Lord Lytton did not believe in Afghanistan to be a ‘buffer’ state. Afghanistan
should be ‘either with
Britain or Russia’,
he argued, ‘otherwise it should be wiped out of the map and divided between
the two imperial powers.’[Emphasis added]
Sher-Ali Khan pleaded that the
Russians had also been exerting pressure on him to allow the Tsar’s envoys in
Afghanistan. He passed on a letter from General Kaufman, the Tsar’s military
commander of Central Asia, to the Viceroy. Competing with Britain, the Tsarist
authorities too wanted to ‘replace Islamic barbarism’ by European
civilization. All the same, Lytton could not be dissuaded from implementing his
project. However, Sher-Ali did not allow the British delegation to go to Kabul.
This ‘disgraceful act’ angered the Viceroy. ‘Intolerant of opposition,’
Lord Lytton characterized the Afghan leader as ‘a savage with a touch
of insanity,’
[24]
Advising
his Minister Ata Mohammad, in Kabul, the Viceroy outlined in an ultimatum:
‘Afghanistan should not have contact with foreign countries, in particular with
Russia without informing the British … Kabul should accept English
representatives in Kabul, Heart … British nationals should be allowed freely to
come and go through Afghanistan and Kabul should accept responsibility for their
security. British missions should be allowed in Afghanistan from time to time.

* GIVEN PROBLEM *
Can you copy the passage on Lord Lytton and Afghanistan word for word, from "This ‘disgraceful act’" to "time to time."?

* DATASET ROWS *
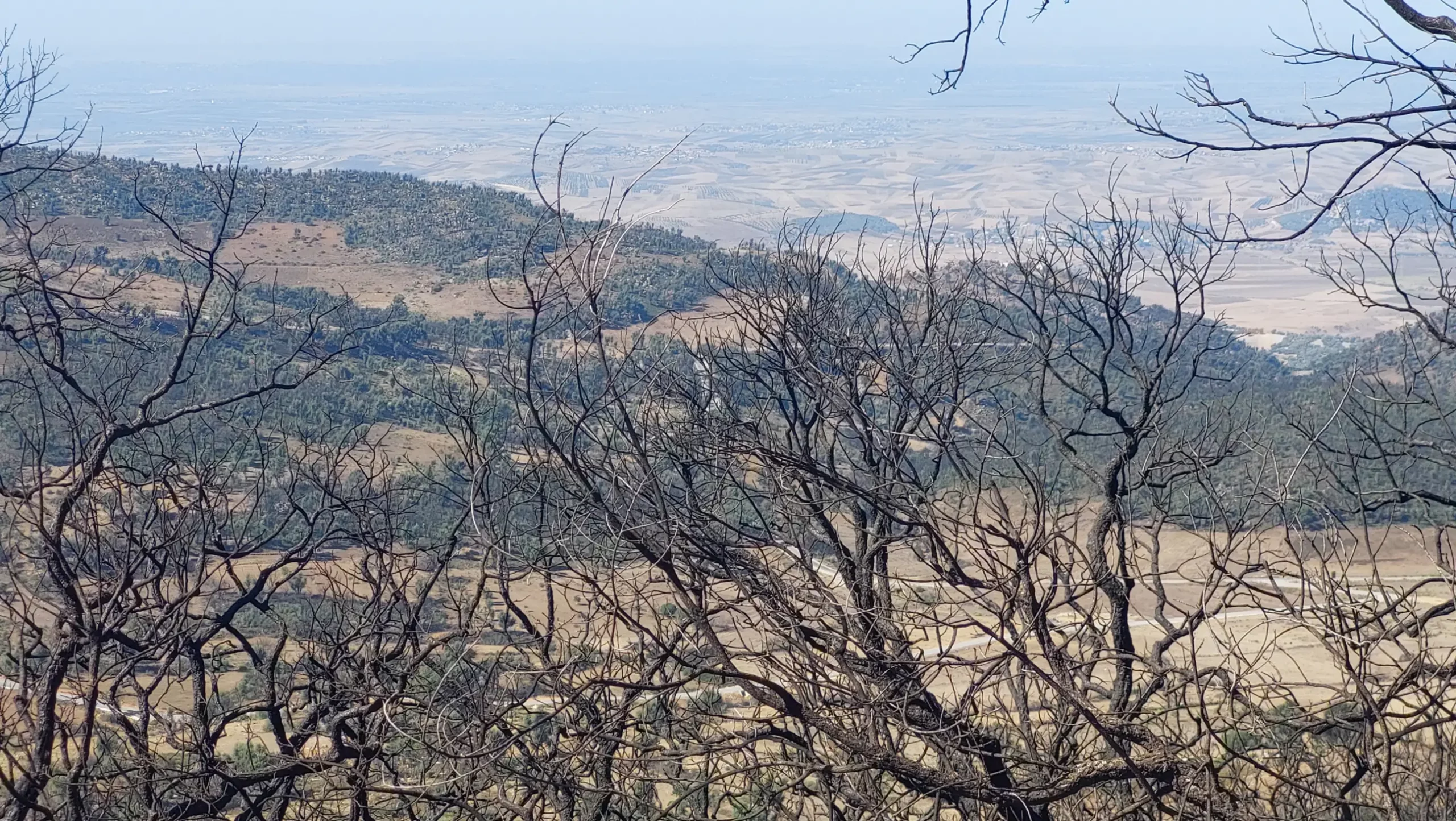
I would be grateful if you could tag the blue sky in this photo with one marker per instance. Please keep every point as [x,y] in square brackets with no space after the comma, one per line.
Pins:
[382,31]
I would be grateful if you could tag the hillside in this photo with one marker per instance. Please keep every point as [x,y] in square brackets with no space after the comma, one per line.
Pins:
[421,233]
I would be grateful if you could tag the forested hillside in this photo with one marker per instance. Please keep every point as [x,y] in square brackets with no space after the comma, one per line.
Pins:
[469,232]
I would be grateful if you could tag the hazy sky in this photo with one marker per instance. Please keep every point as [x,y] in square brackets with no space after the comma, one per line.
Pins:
[373,31]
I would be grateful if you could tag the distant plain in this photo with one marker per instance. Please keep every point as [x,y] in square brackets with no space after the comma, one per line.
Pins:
[758,147]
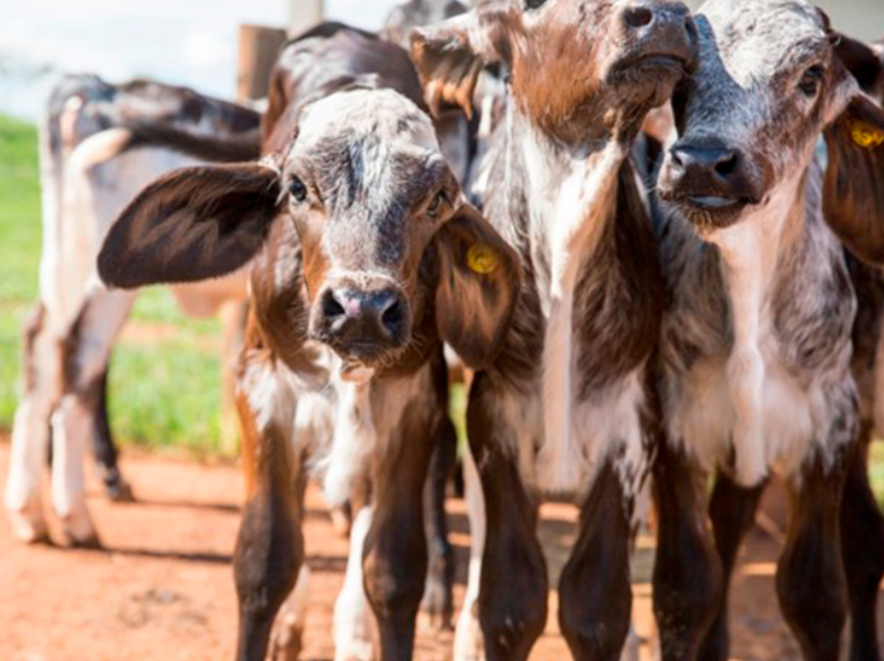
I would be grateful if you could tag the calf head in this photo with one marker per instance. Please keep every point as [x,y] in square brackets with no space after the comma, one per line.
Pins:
[579,69]
[365,232]
[773,76]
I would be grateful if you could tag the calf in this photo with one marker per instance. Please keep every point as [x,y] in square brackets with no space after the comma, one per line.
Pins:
[862,526]
[90,167]
[756,342]
[365,257]
[569,405]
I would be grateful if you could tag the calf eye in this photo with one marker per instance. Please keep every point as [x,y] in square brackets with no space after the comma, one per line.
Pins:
[298,190]
[810,81]
[436,205]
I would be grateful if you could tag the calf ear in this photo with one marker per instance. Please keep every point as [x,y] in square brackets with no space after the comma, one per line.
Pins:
[450,56]
[192,224]
[480,277]
[853,190]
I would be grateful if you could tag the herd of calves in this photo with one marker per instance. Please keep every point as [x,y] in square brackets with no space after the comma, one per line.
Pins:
[652,240]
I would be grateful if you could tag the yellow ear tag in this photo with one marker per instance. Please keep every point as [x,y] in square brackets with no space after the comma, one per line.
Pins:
[866,135]
[482,259]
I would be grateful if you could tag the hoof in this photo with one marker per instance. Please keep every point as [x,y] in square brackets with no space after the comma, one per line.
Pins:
[29,528]
[79,532]
[341,520]
[437,608]
[91,543]
[119,491]
[285,645]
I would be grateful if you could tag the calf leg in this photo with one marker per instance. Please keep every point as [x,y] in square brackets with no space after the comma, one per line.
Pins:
[438,601]
[104,448]
[594,592]
[810,575]
[85,355]
[514,586]
[353,626]
[862,534]
[30,432]
[288,630]
[687,573]
[270,546]
[732,511]
[395,552]
[468,643]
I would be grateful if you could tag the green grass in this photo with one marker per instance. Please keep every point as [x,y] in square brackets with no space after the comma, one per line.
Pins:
[163,393]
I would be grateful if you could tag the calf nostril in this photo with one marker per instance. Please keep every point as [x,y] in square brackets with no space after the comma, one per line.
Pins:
[638,17]
[676,158]
[394,315]
[331,309]
[727,165]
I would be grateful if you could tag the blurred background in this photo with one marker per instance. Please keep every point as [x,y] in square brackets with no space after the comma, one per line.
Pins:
[187,42]
[161,589]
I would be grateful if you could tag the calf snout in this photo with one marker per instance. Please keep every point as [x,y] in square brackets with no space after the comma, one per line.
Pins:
[362,323]
[709,173]
[660,28]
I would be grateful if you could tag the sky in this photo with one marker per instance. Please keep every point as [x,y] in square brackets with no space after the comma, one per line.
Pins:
[185,42]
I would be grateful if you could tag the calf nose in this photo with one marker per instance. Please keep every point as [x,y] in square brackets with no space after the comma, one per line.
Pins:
[644,17]
[716,163]
[367,316]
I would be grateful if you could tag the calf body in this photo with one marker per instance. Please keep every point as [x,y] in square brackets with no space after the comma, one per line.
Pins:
[756,343]
[89,170]
[569,406]
[359,240]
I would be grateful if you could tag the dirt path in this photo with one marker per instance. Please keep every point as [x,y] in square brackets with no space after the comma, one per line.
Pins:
[162,590]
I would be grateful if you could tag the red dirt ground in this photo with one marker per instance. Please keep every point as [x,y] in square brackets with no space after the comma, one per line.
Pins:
[162,588]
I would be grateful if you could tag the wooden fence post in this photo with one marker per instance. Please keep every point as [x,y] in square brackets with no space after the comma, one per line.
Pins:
[303,15]
[258,48]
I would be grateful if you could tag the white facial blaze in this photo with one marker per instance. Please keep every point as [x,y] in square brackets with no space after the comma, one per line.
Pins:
[749,252]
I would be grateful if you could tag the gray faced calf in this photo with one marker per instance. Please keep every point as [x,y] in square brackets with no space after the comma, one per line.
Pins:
[569,404]
[365,258]
[756,342]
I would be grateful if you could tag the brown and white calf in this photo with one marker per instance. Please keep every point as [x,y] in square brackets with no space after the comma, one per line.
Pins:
[569,405]
[756,344]
[90,167]
[862,524]
[365,257]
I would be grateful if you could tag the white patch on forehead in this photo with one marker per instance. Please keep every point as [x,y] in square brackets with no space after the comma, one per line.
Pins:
[384,114]
[752,39]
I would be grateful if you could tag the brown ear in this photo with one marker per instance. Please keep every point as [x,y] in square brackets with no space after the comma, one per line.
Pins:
[191,224]
[853,191]
[480,278]
[860,59]
[450,56]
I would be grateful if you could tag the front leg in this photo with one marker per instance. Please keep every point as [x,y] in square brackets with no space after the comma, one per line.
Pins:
[732,511]
[270,546]
[104,448]
[687,572]
[810,575]
[595,591]
[514,585]
[395,551]
[438,601]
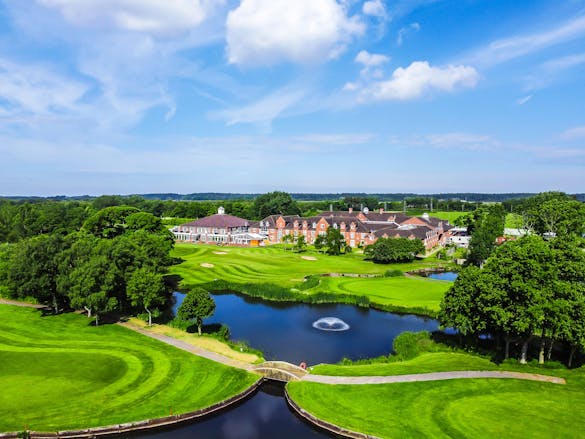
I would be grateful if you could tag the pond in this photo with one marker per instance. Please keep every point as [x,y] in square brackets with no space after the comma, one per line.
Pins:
[292,331]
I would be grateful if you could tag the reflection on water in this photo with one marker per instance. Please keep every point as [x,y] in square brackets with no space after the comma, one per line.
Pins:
[284,331]
[265,415]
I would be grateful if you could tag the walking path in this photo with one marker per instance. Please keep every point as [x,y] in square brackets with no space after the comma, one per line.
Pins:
[24,304]
[190,348]
[435,376]
[326,379]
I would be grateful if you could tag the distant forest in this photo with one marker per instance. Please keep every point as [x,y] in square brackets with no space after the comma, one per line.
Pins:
[221,196]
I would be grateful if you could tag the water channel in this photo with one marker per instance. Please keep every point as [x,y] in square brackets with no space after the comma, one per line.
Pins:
[285,331]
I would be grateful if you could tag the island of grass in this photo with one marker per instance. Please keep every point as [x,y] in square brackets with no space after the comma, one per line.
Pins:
[462,408]
[61,372]
[275,273]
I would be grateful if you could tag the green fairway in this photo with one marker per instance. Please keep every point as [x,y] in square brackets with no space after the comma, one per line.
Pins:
[58,372]
[273,265]
[464,408]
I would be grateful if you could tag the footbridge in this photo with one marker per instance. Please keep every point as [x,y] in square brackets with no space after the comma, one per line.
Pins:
[280,371]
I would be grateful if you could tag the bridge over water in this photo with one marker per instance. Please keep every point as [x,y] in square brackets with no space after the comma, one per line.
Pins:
[280,371]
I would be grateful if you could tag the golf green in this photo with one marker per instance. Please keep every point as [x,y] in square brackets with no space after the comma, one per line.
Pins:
[60,372]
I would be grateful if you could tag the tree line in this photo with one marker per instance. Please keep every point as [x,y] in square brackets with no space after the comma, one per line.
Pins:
[116,261]
[529,289]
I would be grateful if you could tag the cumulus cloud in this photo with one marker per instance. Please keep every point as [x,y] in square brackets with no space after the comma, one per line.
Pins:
[370,59]
[415,27]
[374,8]
[574,133]
[523,100]
[265,32]
[153,16]
[415,80]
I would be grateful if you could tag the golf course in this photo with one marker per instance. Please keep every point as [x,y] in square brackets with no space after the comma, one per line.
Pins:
[60,372]
[281,267]
[461,408]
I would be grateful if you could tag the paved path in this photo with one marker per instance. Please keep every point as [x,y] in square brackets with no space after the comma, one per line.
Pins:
[435,376]
[325,379]
[190,348]
[25,304]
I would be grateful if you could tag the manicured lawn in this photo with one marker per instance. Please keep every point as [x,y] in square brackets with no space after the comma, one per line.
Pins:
[425,363]
[408,292]
[466,408]
[273,265]
[58,372]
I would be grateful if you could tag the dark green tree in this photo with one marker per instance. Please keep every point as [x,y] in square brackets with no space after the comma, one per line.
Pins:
[334,241]
[487,224]
[275,203]
[389,250]
[300,243]
[147,288]
[197,305]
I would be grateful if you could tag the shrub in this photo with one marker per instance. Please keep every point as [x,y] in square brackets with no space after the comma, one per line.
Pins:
[393,273]
[411,344]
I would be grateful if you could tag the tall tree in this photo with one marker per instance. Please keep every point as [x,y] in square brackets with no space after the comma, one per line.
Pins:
[486,225]
[147,288]
[197,305]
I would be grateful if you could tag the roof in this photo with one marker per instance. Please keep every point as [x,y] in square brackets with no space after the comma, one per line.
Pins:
[220,221]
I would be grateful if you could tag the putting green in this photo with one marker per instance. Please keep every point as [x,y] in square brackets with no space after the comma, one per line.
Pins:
[59,372]
[274,265]
[464,408]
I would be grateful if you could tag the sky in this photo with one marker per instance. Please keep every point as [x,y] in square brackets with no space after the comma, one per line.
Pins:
[379,96]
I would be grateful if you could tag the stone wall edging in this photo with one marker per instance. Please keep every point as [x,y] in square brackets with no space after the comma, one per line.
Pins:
[336,429]
[147,424]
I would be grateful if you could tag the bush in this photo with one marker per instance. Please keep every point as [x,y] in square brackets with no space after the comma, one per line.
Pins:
[411,344]
[223,333]
[393,273]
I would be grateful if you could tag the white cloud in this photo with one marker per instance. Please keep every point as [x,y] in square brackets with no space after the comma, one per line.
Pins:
[403,31]
[514,47]
[169,16]
[370,59]
[453,140]
[37,89]
[265,32]
[263,111]
[574,133]
[374,8]
[419,78]
[564,63]
[523,100]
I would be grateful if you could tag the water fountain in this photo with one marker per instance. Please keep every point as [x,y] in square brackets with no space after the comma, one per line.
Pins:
[330,324]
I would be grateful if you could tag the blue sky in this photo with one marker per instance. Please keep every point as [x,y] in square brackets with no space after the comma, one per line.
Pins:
[140,96]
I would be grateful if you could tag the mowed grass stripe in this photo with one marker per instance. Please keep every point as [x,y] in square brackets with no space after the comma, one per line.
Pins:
[273,265]
[471,408]
[59,373]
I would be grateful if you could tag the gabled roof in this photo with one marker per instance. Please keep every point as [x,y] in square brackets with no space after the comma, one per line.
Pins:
[219,221]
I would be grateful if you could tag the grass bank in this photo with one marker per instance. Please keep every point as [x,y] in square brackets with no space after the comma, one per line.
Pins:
[469,408]
[59,372]
[275,274]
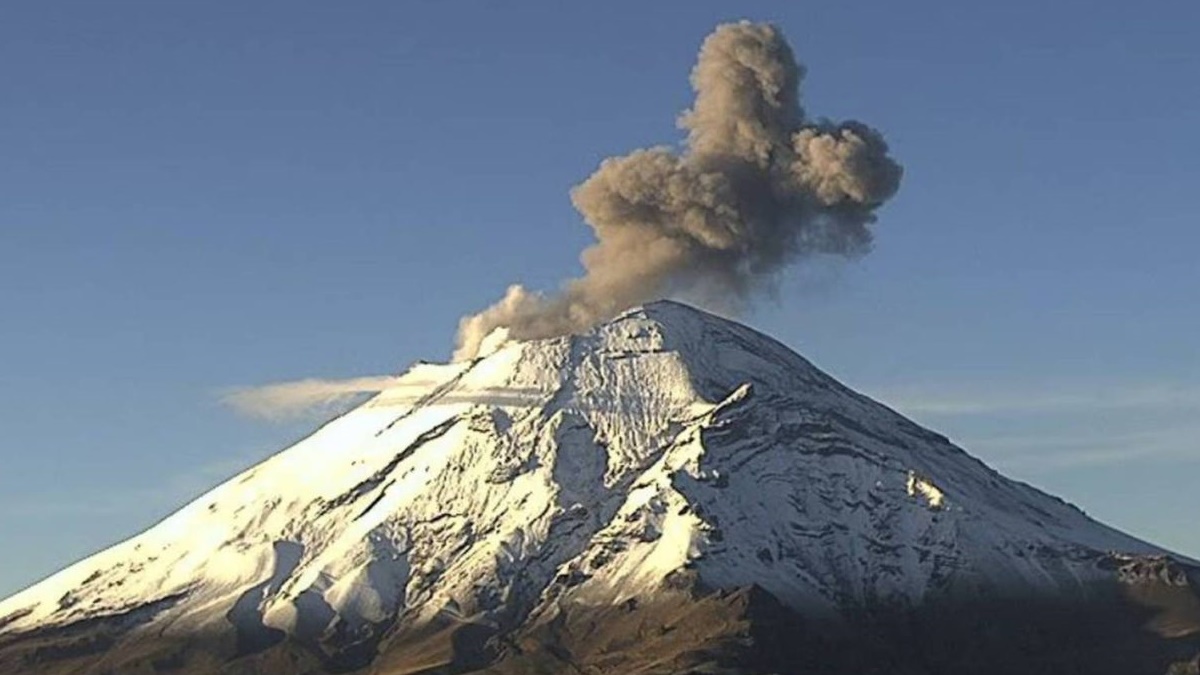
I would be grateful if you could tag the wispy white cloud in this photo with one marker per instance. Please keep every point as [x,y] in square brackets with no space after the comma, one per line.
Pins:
[283,400]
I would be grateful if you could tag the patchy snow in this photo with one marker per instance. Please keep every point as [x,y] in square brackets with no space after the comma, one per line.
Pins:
[924,488]
[592,467]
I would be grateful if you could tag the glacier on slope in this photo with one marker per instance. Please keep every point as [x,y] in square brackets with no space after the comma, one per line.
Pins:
[589,469]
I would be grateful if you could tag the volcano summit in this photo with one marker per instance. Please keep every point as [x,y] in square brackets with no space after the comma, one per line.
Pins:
[667,493]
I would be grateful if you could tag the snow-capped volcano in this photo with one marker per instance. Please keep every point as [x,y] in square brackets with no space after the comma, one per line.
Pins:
[456,518]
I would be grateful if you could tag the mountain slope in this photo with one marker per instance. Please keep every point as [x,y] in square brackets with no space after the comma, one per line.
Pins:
[665,469]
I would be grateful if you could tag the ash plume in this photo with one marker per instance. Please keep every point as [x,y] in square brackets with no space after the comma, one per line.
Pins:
[756,186]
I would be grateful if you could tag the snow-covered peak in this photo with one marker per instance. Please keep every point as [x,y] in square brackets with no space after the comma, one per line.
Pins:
[585,469]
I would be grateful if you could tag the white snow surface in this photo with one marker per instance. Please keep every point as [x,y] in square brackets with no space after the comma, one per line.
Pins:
[589,469]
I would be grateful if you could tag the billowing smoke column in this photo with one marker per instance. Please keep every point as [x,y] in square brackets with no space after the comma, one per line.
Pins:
[757,186]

* THE ANSWER *
This ‘disgraceful act’ angered the Viceroy. ‘Intolerant of opposition,’
Lord Lytton characterized the Afghan leader as ‘a savage with a touch
of insanity,’
[24]
Advising
his Minister Ata Mohammad, in Kabul, the Viceroy outlined in an ultimatum:
‘Afghanistan should not have contact with foreign countries, in particular with
Russia without informing the British … Kabul should accept English
representatives in Kabul, Heart … British nationals should be allowed freely to
come and go through Afghanistan and Kabul should accept responsibility for their
security. British missions should be allowed in Afghanistan from time to time.